Exercise directions: Give the data back exactly as it stands.

BEGIN Input

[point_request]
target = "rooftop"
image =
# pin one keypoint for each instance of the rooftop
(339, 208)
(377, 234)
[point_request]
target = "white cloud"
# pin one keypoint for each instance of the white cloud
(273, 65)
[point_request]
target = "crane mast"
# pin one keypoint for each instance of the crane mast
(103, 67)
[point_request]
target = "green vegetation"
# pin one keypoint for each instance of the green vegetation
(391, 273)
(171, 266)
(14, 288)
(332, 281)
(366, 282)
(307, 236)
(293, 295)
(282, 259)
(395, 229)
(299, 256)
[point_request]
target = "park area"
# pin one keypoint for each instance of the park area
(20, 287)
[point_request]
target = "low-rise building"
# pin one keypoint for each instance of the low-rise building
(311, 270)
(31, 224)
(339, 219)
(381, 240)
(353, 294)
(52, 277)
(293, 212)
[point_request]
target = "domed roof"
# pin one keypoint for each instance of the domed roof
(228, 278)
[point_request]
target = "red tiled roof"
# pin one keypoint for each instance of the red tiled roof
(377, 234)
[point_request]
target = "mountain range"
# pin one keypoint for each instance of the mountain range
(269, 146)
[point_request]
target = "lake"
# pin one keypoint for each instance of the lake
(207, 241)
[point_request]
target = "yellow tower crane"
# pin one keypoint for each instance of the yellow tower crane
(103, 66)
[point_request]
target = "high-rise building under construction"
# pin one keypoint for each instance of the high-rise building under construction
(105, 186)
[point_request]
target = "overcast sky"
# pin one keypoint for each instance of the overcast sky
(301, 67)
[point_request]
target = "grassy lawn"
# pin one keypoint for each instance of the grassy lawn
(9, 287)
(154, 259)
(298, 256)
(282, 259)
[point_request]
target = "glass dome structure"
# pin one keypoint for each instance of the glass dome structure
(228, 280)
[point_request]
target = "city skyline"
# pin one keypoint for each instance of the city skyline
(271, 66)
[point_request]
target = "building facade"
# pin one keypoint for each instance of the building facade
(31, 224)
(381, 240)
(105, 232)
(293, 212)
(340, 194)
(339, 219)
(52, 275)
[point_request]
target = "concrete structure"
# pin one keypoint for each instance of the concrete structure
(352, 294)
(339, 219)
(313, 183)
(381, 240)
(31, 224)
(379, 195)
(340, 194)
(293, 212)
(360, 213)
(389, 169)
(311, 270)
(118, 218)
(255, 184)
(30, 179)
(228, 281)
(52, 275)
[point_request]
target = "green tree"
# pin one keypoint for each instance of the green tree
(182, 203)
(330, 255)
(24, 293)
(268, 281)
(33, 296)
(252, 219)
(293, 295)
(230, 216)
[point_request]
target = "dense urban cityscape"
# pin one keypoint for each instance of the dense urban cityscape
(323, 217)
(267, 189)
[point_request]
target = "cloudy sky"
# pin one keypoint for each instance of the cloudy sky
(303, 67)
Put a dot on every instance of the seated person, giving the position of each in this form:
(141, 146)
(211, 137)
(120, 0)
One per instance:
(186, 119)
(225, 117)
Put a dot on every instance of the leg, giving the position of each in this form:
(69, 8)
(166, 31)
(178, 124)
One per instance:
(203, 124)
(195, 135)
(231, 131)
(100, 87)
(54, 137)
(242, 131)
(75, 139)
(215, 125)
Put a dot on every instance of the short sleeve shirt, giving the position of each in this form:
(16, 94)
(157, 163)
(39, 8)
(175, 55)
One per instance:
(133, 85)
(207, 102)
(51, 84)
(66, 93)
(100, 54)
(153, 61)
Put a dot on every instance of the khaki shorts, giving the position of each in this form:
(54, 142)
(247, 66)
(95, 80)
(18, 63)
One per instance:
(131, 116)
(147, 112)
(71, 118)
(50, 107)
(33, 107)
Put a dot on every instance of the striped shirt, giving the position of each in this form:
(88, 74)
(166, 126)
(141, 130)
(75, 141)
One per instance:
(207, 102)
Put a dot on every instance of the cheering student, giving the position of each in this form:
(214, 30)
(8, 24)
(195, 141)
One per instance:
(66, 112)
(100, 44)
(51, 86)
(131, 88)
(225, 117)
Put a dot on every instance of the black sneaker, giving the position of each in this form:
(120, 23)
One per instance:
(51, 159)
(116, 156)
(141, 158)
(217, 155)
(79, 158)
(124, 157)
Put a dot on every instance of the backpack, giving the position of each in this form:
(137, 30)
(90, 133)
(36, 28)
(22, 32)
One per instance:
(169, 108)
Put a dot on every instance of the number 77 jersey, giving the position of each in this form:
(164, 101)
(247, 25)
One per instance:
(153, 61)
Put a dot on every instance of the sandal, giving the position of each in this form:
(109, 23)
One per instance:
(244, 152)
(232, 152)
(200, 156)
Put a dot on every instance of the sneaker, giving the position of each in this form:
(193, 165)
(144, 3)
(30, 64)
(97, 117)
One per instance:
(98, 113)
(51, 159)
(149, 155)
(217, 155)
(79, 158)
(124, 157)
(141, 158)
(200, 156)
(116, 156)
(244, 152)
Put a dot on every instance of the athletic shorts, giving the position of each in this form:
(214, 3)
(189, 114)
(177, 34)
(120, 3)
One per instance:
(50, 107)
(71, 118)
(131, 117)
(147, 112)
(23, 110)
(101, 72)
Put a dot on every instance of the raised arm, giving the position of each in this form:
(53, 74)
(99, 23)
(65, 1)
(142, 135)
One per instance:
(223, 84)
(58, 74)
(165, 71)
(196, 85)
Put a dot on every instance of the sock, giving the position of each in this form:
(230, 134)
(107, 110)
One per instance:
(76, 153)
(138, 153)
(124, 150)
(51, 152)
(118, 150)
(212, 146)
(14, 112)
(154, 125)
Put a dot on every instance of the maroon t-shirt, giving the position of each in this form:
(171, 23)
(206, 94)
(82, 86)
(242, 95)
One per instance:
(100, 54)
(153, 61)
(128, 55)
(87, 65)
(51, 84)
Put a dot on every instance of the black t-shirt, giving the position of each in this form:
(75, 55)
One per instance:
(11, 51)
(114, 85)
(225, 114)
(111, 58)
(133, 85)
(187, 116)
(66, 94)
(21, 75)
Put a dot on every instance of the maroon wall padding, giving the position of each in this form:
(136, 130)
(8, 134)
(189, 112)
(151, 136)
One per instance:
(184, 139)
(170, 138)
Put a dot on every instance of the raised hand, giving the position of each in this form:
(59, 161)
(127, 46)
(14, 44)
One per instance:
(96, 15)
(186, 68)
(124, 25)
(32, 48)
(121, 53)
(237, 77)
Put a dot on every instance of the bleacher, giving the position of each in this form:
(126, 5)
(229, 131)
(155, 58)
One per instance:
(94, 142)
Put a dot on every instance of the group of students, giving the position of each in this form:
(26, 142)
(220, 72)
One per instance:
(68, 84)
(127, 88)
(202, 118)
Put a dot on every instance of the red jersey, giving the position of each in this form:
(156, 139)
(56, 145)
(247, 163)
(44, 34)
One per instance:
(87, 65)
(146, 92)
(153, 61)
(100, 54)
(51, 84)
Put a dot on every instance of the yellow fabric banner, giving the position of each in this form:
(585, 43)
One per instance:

END Input

Response to this exercise:
[point_request]
target = "rooftop"
image =
# pin one keypoint for each instance of the rooftop
(339, 208)
(377, 234)
[point_request]
target = "white cloud"
# pin one keypoint for each instance of the white cloud
(273, 65)
[point_request]
target = "crane mast"
# pin one keypoint for each instance of the crane mast
(103, 67)
[point_request]
target = "green vegetation"
# pin one keypoint for each instance of the green vegetation
(391, 273)
(171, 266)
(14, 288)
(332, 281)
(366, 282)
(307, 236)
(293, 295)
(282, 259)
(395, 229)
(299, 256)
[point_request]
target = "park area"
# pin one keypoint for each instance of the park area
(20, 287)
[point_request]
target = "low-rise building"
# pin one keypoint for each instance of the low-rise building
(311, 270)
(31, 224)
(339, 219)
(381, 240)
(353, 294)
(52, 277)
(293, 212)
[point_request]
target = "domed roof"
# pin one keypoint for each instance of the domed roof
(228, 278)
[point_request]
target = "red tiled roof"
# pin one keypoint for each instance of the red tiled roof
(377, 234)
[point_request]
target = "mountain range"
# pin one keypoint for each instance of the mountain range
(269, 146)
[point_request]
target = "lake"
# pin one keypoint for each instance of the lake
(207, 241)
[point_request]
target = "yellow tower crane"
# pin one keypoint for each instance of the yellow tower crane
(103, 66)
[point_request]
target = "high-rise building under construction"
# pin one keypoint for each instance of the high-rise building under construction
(105, 186)
[point_request]
target = "overcast sky"
# pin one keypoint for each instance of the overcast sky
(301, 67)
[point_request]
target = "grassy lawn"
# pin one keypoint for each instance of the grassy lawn
(9, 287)
(154, 259)
(298, 256)
(282, 259)
[point_request]
target = "glass dome structure"
# pin one keypoint for each instance of the glass dome structure
(228, 280)
[point_request]
target = "city skyline"
# pin one keypoint for each instance of the city skyline
(271, 66)
[point_request]
target = "building facade"
# pin one keypoint for each instance of the building facade
(31, 224)
(381, 240)
(105, 232)
(293, 212)
(340, 194)
(339, 219)
(52, 275)
[point_request]
target = "concrete structure"
# pin one keypoint for each instance of the concrete structure
(352, 294)
(339, 219)
(313, 183)
(381, 240)
(31, 224)
(379, 195)
(340, 194)
(293, 212)
(360, 213)
(389, 169)
(311, 270)
(118, 218)
(255, 184)
(30, 179)
(228, 281)
(52, 275)
[point_request]
target = "green tree"
# pin one keypoint for each instance of the green tree
(182, 203)
(330, 255)
(24, 293)
(268, 281)
(33, 296)
(252, 219)
(293, 295)
(230, 216)
[point_request]
target = "dense urban cityscape"
# pin one keypoint for each instance of the dense urban cityscape
(323, 217)
(267, 189)
[point_request]
target = "cloudy sky"
# pin one keypoint for each instance of the cloudy sky
(303, 67)
Put a dot on every instance of the seated person, giving the position of each in this form:
(141, 146)
(211, 137)
(120, 0)
One per instance:
(186, 119)
(225, 117)
Put a dot on every instance of the leg, giving the position of each in this form:
(69, 8)
(166, 31)
(178, 124)
One per instance:
(203, 124)
(195, 135)
(231, 131)
(100, 87)
(54, 137)
(242, 131)
(75, 139)
(215, 125)
Put a dot on every instance of the short sleeve shirt, giving the position of each in this form:
(16, 94)
(157, 163)
(39, 8)
(175, 55)
One per instance:
(133, 85)
(207, 102)
(51, 84)
(66, 93)
(100, 54)
(153, 61)
Put a dot on every instance of the khaki shorts, giving the position of each in this form:
(54, 142)
(247, 66)
(95, 80)
(18, 63)
One per instance:
(131, 116)
(147, 112)
(71, 118)
(50, 107)
(33, 107)
Put a dot on every instance of the striped shirt, giving the position of each in this form:
(88, 74)
(166, 126)
(141, 130)
(75, 141)
One per instance:
(207, 102)
Put a dot on every instance of the cheering student, giving the position of each in this form:
(214, 30)
(8, 24)
(195, 141)
One per instance:
(66, 112)
(100, 44)
(51, 86)
(131, 88)
(225, 117)
Put a dot on every instance of the black sneaker, giving the position of each in this form:
(120, 23)
One per instance:
(51, 159)
(116, 156)
(141, 158)
(217, 155)
(79, 158)
(124, 157)
Put a dot on every instance of the backpack, giving the position of each in this form:
(137, 30)
(90, 133)
(36, 28)
(22, 32)
One per instance:
(169, 108)
Put a dot on every instance of the number 77 jersey, giving the position of each in this form:
(164, 101)
(247, 25)
One per instance:
(153, 61)
Put a dot on every instance of the sandal, giving the position of each in this form:
(109, 23)
One per instance:
(244, 152)
(232, 152)
(200, 156)
Put a dot on every instance of the sneaker, giving the position of each in this form:
(193, 165)
(144, 3)
(30, 64)
(97, 117)
One per instance:
(98, 113)
(51, 159)
(149, 155)
(217, 155)
(79, 158)
(124, 157)
(141, 158)
(200, 156)
(116, 156)
(244, 152)
Put a dot on every instance of the athletic shorts, giving the position of each in this form:
(214, 3)
(189, 114)
(177, 34)
(120, 3)
One per instance:
(50, 107)
(71, 118)
(131, 117)
(147, 112)
(23, 110)
(101, 72)
Put a dot on every instance of the raised arm, giving the position of each in this form:
(53, 74)
(99, 23)
(65, 1)
(142, 135)
One per instance:
(223, 84)
(58, 74)
(165, 71)
(196, 85)
Put a dot on every instance of the sock, giving the position of each in this form:
(230, 134)
(107, 110)
One per instance:
(76, 153)
(138, 153)
(124, 150)
(51, 152)
(118, 150)
(212, 146)
(14, 112)
(154, 125)
Put a dot on every instance of the maroon t-shirt, giving the position of each in this form:
(171, 23)
(206, 94)
(82, 86)
(242, 95)
One per instance:
(100, 54)
(153, 61)
(128, 55)
(87, 65)
(51, 84)
Put a dot on every instance of the black t-shirt, giving the position of each in this form:
(75, 55)
One per instance:
(11, 51)
(114, 85)
(225, 114)
(111, 58)
(133, 85)
(187, 116)
(66, 94)
(21, 75)
Put a dot on every instance of the maroon wall padding, giving the position of each in this form:
(136, 130)
(8, 134)
(189, 112)
(151, 136)
One per instance:
(184, 139)
(170, 138)
Put a dot on every instance of the raised hand, giving the position of each in this form:
(59, 161)
(127, 46)
(14, 44)
One per instance:
(96, 15)
(186, 68)
(124, 25)
(32, 48)
(121, 53)
(237, 77)
Put a dot on every instance of the bleacher, giving the position of each in this form:
(126, 5)
(229, 131)
(155, 58)
One per instance:
(94, 142)
Put a dot on every instance of the group of students, giving the position of each in this form:
(26, 142)
(220, 72)
One per instance:
(68, 84)
(127, 88)
(202, 118)
Put a dot on every instance of the red jersey, giving the position of each in this form:
(156, 139)
(56, 145)
(247, 163)
(44, 34)
One per instance:
(87, 65)
(146, 92)
(153, 61)
(100, 54)
(51, 84)
Put a dot on every instance of the yellow fabric banner, giving the position of each in this form:
(585, 43)
One per instance:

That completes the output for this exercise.